EXERCISE OBJECTIVE: Rewrite the listing below, replacing each occurrence of "innermost" with "most central" and keeping every other character unchanged.

## START

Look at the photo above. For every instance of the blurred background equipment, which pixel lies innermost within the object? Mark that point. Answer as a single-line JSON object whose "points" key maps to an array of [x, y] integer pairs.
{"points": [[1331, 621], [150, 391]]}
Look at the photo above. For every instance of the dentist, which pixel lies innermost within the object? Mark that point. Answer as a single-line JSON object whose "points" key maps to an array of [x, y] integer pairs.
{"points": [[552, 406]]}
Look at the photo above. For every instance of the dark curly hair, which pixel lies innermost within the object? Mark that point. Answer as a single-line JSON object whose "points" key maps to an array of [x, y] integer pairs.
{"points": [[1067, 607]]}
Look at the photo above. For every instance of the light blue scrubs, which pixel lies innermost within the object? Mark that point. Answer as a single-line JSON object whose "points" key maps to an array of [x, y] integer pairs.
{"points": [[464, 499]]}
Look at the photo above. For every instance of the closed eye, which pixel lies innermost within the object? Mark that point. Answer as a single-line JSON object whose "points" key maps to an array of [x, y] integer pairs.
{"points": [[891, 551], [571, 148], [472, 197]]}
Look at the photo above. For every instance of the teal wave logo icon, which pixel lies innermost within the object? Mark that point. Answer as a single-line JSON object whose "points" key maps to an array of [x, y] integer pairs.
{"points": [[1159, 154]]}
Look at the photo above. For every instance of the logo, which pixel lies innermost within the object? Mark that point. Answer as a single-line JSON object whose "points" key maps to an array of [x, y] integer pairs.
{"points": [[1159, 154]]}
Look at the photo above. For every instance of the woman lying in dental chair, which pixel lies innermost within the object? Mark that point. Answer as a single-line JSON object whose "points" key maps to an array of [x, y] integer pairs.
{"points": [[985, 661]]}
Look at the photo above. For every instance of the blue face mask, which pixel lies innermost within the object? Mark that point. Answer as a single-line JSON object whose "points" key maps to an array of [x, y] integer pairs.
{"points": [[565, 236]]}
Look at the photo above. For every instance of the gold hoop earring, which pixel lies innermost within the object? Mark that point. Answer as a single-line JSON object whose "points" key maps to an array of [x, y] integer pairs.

## END

RESULT FOR THIS TASK:
Look at the photo above. For every instance of the blurred background equipment, which pixel lies most central within the object? Mark that point. Answer as a single-line JSON object whose "points" key maps to an array of [x, y] integer pairs.
{"points": [[1331, 621], [150, 391]]}
Look at the photo above. For every instance of the dentist, which pixel lies most central within the object? Mark that point. Answer as a single-line JSON object whose "points" key maps to an array of [x, y] integer pairs.
{"points": [[552, 406]]}
Look at the photo above. For every instance of the dark curly hair, which pixel lies most central within the object? Mark that point. Answer as a single-line JSON object whose "points" key maps to an array of [x, y] integer pairs.
{"points": [[1067, 607]]}
Look at the photo above. For every instance of the light blue scrubs, which pixel lies most central within the object? Mark that point. Answer as a single-line JSON object whose "points" key maps to an array of [x, y] integer pairs.
{"points": [[464, 499]]}
Look at the photo above. For every instance of the closed eye, which pixel lies most central within the object? Mark that point. Answer as a single-line JSON object whose "points" key maps to an array of [x, y] integer pairs.
{"points": [[891, 551], [571, 148], [472, 197]]}
Look at the photo above. For every instance of the teal wave logo icon, which pixel lies most central within the object? Mark that point. Answer as a single-line JSON object whose "points" key maps to an array of [x, y] integer pairs.
{"points": [[1159, 154]]}
Look at the photo above. For every instance of the logo, which pixel lies most central within the object? Mark that point. Answer as a single-line JSON object whose "points" key maps to an array of [x, y] integer pairs.
{"points": [[1159, 154]]}
Look at the photo above. For every instance of the woman lying in dental chair, which pixel lies most central within the object? Mark that point. Answer as a single-line JSON object whose "points" key maps to an array of [x, y] integer pairs.
{"points": [[985, 661]]}
Look at the photo above. For every instance of the blue face mask, which pixel lies most central within the object? Mark that point. Answer as a single-line JSON object whose "points" key maps to an array of [x, y] integer pairs.
{"points": [[565, 236]]}
Look at the photo above. For every instance of the gold hoop earring, which pixel lies most central within the object? Mark that point. Answer as a single-line JSON object whose "points" key maps to an array of [x, y] integer pairs.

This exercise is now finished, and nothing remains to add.